* [Problem requirements] Please return every line of the records below that contains the word "dark".

Rows from a pointing dataset:
------------------------
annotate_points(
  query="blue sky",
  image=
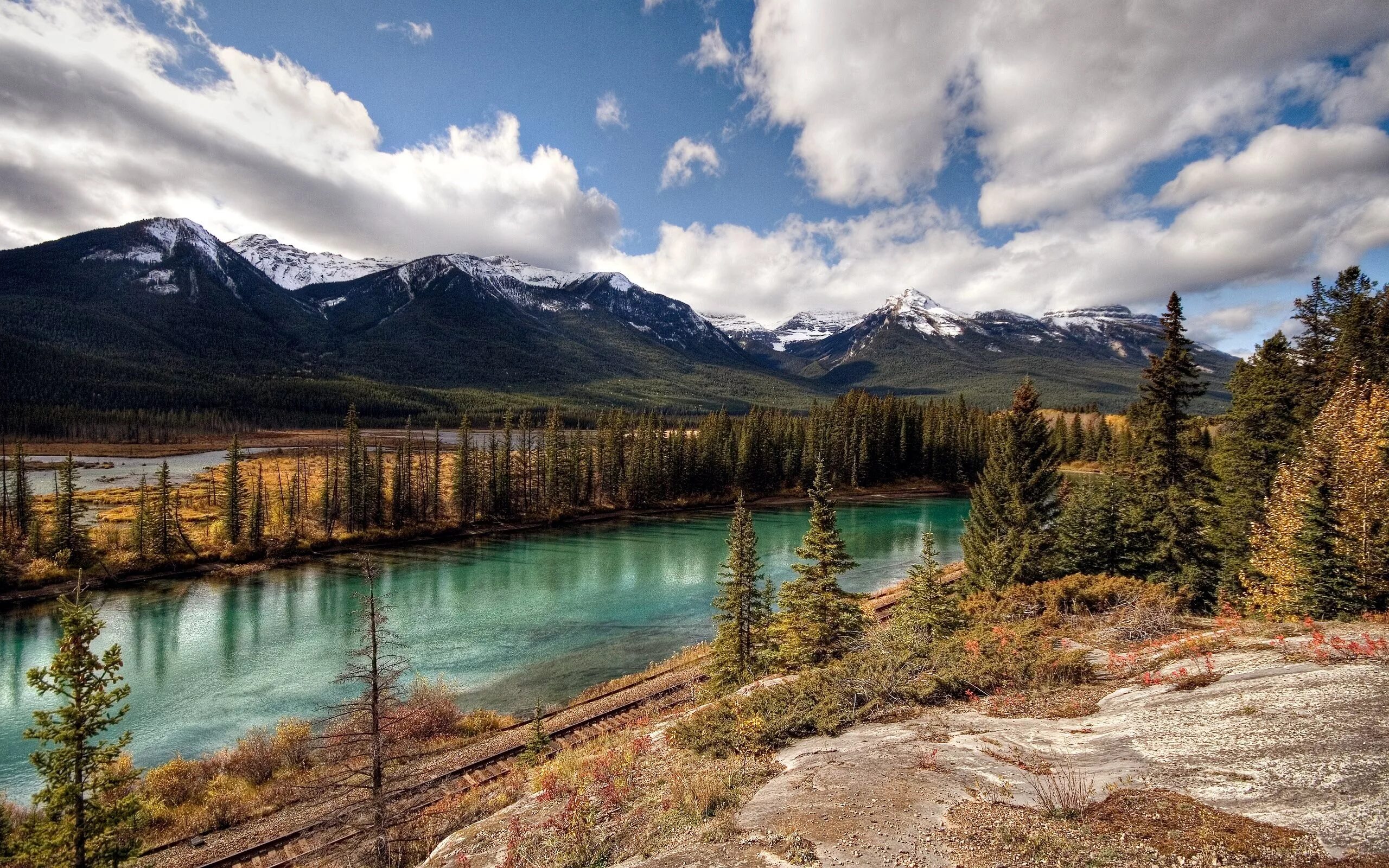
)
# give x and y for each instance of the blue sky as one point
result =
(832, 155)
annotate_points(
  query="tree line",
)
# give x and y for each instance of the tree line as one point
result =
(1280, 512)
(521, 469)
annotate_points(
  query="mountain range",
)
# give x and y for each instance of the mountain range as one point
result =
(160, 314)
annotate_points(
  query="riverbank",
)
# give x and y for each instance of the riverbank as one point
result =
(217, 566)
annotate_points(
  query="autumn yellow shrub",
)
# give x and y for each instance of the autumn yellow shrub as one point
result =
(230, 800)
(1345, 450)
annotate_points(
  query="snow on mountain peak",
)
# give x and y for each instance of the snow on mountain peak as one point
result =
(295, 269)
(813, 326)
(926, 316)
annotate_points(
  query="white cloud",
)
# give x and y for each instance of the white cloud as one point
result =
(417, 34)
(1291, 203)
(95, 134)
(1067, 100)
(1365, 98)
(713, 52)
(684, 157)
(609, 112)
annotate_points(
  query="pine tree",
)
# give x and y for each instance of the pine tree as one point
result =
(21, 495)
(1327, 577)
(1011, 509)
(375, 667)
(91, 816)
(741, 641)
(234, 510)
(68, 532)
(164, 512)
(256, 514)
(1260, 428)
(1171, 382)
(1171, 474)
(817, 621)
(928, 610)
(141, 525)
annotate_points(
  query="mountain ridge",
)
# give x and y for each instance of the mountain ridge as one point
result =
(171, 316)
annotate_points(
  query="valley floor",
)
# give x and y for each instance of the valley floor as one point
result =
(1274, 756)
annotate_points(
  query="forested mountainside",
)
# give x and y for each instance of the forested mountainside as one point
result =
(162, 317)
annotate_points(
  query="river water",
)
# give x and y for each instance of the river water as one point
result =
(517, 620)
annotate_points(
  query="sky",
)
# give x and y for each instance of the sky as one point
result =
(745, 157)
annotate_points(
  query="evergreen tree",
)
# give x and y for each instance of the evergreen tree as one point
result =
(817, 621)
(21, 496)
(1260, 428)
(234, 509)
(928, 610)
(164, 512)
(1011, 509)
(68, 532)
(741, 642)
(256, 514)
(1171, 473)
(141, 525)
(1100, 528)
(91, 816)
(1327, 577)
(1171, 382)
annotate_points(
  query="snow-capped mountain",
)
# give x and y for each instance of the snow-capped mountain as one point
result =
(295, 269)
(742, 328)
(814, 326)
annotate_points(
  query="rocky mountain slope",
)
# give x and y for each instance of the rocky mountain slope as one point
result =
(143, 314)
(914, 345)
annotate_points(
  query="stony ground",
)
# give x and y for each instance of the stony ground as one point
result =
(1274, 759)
------------------------
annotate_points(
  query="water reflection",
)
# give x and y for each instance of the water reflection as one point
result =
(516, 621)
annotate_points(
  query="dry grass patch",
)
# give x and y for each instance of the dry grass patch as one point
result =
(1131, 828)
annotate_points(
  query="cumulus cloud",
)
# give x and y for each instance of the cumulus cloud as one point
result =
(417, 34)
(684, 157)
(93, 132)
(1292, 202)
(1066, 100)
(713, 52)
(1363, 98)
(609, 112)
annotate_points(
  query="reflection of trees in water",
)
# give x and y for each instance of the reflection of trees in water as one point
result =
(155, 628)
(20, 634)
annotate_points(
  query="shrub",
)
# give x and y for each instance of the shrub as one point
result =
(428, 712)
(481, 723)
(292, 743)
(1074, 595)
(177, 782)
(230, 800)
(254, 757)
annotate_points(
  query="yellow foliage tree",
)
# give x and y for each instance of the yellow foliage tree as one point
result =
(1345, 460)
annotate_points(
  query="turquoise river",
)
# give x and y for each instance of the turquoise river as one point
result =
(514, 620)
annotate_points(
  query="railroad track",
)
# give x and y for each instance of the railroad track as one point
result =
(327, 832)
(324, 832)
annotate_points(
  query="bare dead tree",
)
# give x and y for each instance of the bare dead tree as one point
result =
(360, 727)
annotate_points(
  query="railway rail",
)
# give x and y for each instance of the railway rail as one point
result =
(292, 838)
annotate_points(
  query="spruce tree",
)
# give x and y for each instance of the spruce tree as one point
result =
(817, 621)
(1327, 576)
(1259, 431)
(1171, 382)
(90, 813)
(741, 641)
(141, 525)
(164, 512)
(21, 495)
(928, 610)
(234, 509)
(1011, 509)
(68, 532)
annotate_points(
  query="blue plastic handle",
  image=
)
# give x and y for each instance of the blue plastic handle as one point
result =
------------------------
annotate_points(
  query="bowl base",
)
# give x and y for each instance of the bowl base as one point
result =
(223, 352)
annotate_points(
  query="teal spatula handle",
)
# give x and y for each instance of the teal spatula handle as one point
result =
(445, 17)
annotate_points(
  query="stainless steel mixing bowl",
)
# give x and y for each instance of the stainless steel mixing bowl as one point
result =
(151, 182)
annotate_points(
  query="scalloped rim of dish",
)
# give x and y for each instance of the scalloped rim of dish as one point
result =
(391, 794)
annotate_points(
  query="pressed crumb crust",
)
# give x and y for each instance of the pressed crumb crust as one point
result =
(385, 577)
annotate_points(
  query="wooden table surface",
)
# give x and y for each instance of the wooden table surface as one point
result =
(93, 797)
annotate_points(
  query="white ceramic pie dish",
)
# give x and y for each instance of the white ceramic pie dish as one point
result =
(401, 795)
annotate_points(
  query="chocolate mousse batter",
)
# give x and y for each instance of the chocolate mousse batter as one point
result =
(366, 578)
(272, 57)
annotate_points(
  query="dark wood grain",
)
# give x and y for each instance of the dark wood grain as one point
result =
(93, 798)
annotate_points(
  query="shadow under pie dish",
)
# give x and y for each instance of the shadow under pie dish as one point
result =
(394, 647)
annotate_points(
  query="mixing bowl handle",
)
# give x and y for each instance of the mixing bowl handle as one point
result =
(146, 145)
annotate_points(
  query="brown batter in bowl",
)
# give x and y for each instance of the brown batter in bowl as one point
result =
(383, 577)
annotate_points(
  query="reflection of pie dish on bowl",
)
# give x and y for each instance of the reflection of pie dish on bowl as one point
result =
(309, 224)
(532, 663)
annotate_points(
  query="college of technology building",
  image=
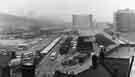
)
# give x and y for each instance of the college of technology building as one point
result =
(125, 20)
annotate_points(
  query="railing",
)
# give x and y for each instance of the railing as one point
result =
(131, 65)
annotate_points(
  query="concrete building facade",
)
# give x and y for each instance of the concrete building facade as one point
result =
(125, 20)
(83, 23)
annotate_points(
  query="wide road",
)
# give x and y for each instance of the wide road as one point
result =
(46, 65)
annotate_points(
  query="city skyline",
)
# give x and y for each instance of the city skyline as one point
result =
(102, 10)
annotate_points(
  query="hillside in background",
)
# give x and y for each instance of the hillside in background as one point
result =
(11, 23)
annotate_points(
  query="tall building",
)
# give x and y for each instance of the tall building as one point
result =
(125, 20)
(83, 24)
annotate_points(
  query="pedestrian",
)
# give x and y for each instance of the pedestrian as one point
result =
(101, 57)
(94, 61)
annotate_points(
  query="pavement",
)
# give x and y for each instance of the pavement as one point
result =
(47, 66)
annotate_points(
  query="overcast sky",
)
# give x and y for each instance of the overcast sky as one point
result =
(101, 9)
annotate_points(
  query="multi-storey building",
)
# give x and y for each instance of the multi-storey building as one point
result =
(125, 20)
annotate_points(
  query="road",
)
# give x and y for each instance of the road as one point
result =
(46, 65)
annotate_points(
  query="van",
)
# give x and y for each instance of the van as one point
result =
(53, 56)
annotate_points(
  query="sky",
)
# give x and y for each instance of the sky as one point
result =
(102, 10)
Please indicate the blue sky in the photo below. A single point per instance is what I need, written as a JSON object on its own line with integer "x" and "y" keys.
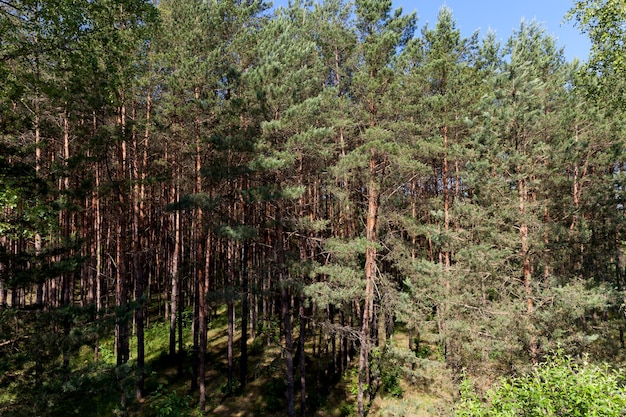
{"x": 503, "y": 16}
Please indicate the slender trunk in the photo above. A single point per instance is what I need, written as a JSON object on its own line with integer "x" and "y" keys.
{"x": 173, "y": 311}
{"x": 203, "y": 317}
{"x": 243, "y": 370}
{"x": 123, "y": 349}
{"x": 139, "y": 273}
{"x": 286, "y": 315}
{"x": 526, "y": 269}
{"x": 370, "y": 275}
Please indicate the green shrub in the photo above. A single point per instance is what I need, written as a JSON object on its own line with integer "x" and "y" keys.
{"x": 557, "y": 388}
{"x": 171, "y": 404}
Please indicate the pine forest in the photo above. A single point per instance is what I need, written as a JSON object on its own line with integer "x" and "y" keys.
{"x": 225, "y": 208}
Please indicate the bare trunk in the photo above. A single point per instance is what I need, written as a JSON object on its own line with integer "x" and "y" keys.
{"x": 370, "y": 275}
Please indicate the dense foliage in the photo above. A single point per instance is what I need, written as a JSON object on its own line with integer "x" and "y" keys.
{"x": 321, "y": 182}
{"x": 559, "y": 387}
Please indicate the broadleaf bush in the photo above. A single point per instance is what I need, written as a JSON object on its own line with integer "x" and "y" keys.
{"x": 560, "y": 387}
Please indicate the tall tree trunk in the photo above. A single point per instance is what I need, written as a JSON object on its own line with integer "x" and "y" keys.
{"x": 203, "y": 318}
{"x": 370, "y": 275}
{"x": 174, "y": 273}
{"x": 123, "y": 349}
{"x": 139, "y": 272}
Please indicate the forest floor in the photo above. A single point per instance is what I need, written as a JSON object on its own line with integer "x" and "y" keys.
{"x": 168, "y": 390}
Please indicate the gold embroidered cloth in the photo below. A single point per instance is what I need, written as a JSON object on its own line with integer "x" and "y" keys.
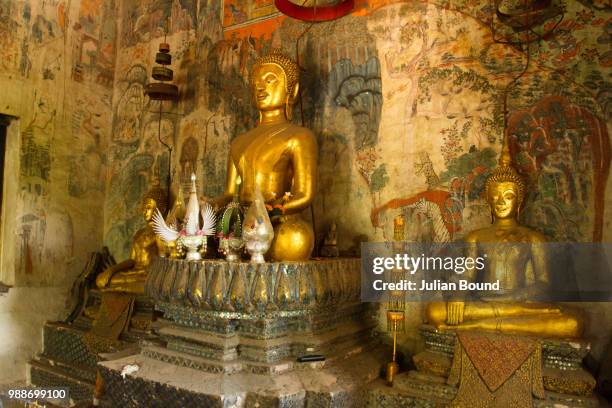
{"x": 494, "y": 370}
------------------------
* [Finished answer]
  query="dark wood grain",
# give x and y for each instance of the dark wood grain as one point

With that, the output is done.